INFORMATION:
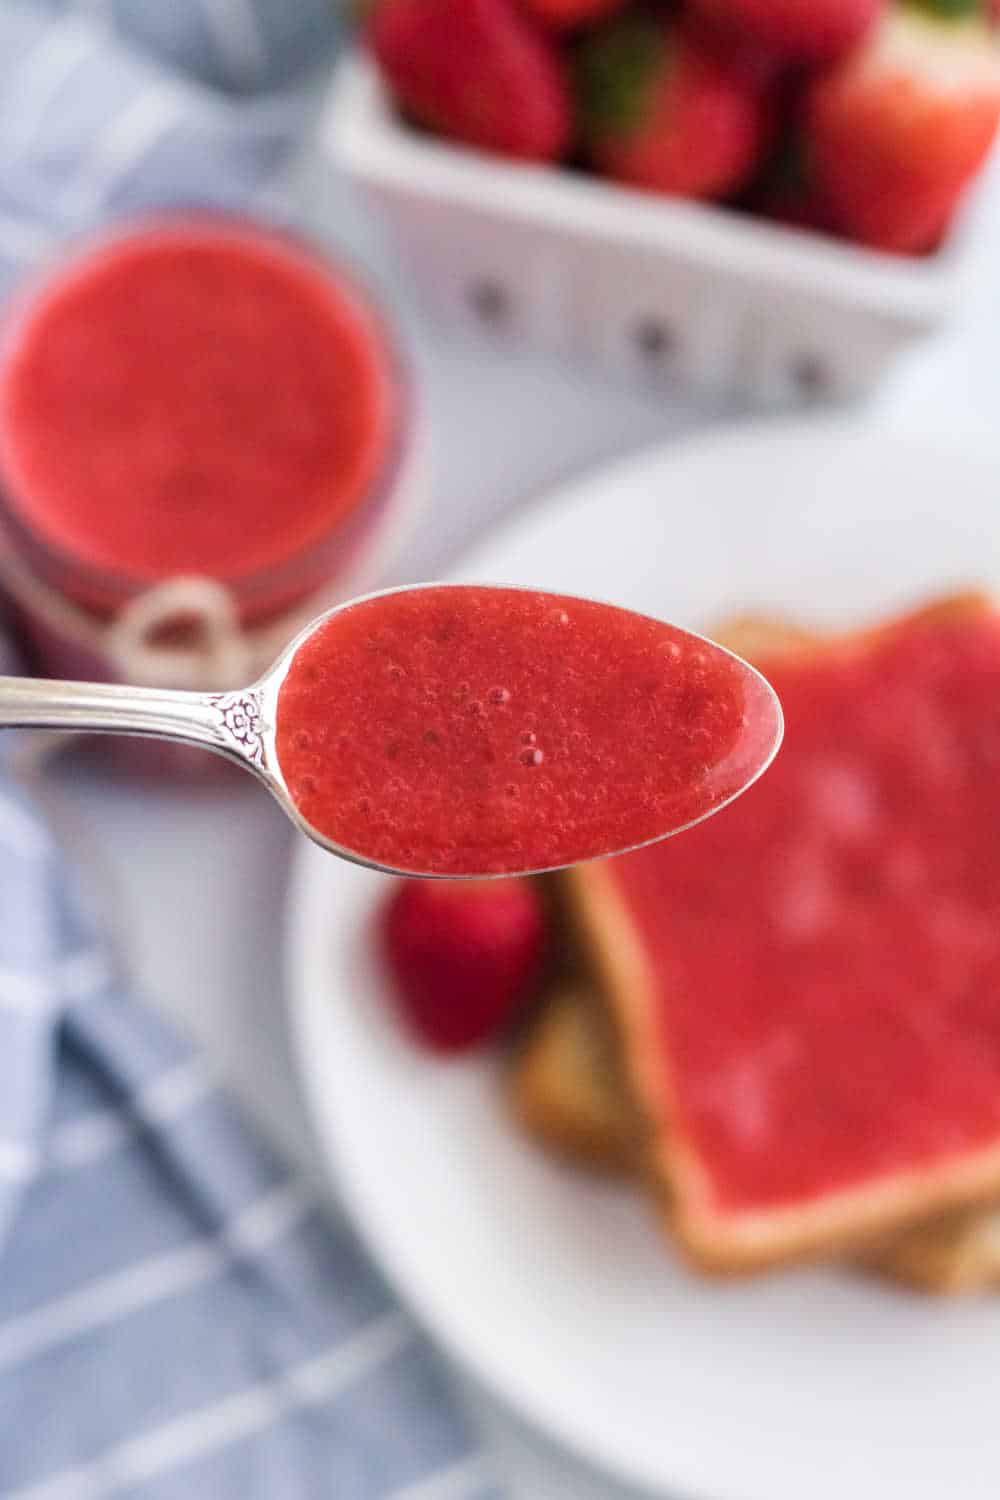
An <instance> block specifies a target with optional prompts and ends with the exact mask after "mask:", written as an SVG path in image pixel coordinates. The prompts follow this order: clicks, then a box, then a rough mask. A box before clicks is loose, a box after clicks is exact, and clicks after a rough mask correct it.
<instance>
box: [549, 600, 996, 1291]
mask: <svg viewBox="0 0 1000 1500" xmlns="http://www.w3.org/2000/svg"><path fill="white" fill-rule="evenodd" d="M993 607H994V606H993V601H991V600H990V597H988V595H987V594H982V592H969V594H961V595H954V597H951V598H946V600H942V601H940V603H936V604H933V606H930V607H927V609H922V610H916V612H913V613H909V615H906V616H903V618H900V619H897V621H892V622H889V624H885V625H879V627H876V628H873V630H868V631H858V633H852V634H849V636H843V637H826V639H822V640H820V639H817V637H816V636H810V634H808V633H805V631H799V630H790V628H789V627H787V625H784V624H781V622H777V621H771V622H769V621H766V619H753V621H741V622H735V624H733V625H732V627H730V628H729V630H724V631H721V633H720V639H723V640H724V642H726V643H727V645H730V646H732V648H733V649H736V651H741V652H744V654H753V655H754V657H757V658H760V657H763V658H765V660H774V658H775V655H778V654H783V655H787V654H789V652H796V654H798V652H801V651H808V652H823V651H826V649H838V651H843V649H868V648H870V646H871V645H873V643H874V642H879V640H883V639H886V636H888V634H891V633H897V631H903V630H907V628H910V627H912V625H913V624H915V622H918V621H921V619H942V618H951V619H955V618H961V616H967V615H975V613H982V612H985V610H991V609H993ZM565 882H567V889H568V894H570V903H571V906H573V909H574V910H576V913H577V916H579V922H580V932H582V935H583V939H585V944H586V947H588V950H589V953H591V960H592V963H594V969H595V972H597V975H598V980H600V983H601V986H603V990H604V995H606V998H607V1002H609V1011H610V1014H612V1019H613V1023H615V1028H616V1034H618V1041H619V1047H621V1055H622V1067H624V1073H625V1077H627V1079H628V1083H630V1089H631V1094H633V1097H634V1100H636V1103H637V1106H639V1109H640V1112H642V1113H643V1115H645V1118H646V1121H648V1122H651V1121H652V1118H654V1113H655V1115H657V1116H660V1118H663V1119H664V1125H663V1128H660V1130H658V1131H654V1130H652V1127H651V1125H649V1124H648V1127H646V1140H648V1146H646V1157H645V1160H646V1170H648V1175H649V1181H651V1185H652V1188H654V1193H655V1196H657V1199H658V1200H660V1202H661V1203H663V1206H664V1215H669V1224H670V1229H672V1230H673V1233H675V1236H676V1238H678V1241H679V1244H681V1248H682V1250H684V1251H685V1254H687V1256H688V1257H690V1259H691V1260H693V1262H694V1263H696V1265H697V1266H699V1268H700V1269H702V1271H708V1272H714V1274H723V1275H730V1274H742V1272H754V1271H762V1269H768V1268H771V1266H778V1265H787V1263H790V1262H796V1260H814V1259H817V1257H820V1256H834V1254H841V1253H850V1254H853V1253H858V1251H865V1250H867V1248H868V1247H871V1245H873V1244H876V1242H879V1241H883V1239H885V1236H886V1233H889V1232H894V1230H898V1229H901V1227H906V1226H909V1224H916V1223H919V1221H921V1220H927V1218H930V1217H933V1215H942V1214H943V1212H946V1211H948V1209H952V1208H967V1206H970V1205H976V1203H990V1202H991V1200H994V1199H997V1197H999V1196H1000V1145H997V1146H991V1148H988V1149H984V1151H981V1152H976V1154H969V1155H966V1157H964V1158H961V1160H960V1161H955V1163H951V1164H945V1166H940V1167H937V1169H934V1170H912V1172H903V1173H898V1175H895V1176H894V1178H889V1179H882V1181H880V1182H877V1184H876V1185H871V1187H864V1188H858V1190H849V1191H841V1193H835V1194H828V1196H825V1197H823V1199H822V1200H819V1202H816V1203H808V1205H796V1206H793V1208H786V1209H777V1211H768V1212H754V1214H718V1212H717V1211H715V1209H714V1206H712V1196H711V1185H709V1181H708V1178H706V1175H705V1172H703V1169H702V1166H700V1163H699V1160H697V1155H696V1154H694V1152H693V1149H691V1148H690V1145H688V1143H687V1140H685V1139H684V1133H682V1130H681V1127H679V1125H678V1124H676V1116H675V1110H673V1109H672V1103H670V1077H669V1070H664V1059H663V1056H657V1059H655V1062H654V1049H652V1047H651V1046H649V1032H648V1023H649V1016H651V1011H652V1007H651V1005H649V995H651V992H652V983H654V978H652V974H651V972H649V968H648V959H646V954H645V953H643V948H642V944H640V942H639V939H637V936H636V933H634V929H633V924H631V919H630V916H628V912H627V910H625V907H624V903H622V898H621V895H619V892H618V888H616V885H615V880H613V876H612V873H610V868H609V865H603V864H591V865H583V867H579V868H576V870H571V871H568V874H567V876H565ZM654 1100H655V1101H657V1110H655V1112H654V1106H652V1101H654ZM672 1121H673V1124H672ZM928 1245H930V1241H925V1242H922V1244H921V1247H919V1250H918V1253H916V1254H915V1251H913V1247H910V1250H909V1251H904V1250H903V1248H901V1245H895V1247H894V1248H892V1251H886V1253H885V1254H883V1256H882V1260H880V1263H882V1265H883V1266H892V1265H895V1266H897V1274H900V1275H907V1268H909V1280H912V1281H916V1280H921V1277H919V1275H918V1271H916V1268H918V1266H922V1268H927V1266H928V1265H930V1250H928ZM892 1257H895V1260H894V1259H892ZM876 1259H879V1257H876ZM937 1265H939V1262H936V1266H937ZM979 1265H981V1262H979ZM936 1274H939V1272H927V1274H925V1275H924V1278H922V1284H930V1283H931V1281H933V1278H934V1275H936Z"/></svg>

...

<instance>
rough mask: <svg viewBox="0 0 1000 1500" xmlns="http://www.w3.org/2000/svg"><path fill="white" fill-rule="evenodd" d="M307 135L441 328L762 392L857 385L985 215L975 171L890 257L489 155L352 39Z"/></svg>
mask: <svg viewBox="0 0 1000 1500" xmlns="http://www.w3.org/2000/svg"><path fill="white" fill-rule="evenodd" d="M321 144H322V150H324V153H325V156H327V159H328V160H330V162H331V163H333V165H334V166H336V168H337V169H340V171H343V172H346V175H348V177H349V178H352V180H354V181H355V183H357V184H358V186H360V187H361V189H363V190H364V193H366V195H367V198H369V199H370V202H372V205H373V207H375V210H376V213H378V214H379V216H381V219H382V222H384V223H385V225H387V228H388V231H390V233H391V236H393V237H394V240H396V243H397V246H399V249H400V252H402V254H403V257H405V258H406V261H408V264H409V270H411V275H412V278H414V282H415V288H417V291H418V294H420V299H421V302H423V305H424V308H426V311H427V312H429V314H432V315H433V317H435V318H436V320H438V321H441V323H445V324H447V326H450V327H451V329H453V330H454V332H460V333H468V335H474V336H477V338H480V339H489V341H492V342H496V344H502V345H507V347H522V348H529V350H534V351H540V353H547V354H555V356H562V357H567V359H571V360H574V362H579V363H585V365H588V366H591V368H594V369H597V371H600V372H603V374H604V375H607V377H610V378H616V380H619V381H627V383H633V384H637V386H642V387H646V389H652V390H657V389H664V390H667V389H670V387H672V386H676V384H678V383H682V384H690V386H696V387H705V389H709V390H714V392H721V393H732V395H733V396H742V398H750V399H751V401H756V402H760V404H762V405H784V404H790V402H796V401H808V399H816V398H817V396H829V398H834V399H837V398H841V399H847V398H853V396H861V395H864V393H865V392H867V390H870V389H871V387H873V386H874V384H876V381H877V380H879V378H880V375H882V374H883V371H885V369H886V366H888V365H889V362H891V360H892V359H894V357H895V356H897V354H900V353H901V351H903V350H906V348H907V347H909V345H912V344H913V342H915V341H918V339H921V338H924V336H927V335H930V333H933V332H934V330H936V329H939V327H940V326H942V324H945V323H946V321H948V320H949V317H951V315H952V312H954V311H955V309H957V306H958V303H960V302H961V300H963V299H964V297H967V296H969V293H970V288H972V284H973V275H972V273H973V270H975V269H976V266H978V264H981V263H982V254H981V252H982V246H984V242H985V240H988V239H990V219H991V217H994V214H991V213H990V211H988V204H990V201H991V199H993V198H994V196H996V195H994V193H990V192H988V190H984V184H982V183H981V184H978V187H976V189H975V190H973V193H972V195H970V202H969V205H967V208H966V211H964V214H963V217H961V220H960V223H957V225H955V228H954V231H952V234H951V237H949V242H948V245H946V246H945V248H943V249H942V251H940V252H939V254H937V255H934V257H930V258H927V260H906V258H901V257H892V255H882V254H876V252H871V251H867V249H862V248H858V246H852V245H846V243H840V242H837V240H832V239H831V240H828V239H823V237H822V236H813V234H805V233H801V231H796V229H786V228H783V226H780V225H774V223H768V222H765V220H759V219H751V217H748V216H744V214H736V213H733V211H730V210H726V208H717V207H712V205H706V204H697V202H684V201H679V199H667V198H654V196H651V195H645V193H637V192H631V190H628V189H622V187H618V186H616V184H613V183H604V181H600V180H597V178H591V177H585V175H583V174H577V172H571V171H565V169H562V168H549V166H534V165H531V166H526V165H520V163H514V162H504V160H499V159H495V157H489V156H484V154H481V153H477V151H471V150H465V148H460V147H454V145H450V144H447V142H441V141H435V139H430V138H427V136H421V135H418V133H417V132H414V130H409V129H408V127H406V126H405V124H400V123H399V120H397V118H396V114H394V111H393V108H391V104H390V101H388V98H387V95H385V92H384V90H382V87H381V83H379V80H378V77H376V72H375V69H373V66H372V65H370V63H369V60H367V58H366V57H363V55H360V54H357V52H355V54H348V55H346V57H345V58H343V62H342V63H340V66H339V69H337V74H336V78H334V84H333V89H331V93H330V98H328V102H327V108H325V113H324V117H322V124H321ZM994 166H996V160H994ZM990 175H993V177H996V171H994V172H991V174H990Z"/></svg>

==

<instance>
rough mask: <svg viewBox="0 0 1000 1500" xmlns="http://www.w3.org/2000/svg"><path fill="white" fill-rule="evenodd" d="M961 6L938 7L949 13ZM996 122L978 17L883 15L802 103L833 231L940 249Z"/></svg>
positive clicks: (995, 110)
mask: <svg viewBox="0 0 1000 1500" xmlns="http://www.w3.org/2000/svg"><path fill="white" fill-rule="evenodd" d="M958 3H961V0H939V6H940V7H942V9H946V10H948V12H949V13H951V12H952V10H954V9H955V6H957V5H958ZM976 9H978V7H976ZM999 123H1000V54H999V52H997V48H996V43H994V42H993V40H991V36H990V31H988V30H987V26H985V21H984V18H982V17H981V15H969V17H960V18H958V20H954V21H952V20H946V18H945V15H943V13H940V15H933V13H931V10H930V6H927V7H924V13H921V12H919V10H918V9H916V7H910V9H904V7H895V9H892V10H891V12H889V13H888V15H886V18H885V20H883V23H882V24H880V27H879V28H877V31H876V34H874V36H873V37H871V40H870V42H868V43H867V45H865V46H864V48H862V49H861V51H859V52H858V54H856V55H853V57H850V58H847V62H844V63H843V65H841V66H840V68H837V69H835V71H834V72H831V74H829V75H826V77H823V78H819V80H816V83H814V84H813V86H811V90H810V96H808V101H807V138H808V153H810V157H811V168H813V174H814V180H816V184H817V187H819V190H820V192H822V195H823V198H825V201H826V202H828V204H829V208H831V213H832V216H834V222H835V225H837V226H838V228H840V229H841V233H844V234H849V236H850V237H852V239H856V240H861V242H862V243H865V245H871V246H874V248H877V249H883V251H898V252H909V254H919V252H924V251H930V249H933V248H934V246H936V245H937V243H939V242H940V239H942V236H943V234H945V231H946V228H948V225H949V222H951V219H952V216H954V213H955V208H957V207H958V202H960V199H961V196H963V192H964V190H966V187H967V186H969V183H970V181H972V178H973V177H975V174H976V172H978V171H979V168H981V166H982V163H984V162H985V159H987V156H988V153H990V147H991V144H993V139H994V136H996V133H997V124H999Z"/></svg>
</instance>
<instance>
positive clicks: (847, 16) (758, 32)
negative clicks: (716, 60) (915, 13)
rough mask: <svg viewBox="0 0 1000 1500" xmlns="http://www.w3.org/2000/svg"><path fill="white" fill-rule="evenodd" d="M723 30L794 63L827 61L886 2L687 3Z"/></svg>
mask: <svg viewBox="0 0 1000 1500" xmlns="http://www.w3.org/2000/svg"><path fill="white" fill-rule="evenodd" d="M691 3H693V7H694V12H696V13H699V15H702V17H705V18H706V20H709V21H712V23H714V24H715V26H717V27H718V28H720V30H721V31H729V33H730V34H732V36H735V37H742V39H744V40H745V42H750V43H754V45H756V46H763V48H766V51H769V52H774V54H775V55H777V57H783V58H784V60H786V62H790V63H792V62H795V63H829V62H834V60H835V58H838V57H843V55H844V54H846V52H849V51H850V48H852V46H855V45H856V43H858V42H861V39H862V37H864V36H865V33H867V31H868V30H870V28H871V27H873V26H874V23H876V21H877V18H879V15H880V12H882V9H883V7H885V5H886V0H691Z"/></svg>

EXERCISE DIRECTIONS: Identify every line above that contains the word "positive", and copy each of those lines in full.

RESULT FOR THIS TASK:
positive clicks: (995, 110)
positive clicks: (847, 16) (758, 32)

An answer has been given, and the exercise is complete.